The output is to match the entries below character for character.

====== DATA LISTING

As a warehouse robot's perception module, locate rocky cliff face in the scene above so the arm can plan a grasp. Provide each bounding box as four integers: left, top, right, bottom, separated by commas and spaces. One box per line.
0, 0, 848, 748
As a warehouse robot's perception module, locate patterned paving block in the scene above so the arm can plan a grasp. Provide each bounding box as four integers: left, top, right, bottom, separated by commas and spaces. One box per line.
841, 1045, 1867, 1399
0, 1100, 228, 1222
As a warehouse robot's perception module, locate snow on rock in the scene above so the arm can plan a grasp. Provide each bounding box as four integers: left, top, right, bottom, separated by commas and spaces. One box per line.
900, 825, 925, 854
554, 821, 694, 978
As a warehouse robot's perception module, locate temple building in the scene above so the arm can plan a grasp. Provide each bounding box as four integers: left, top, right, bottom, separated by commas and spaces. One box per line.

============

## REPLY:
As a warehouse robot's perception module, locate rocky cliff face in the scene above so the arm can plan a grasp. Provide each bounding box as four integers: left, top, right, bottom, separated by commas and spaces. One box per line.
0, 0, 848, 748
As a warehouse robot's perception module, locate patterned paving block in the scene above so the arm can plan a grasp. Provide each bounding box as four integers: left, top, right, bottom, separated by commas and spaces. One box per line.
841, 1045, 1867, 1399
0, 1100, 228, 1222
As a warehouse robot's perception module, locate snow on rock in the scene above so the arm can plan a grasp. Provide each bounding box as four integers: left, top, right, bottom, separated by commas and spaces. One box per line.
900, 825, 925, 854
554, 821, 694, 978
As a warehouse robot's perception module, locate temple building in the scene above so the arm can plan a grasp. Provide each bounding box as four integers: left, top, right, bottom, separated by commas and spaces. One box per line.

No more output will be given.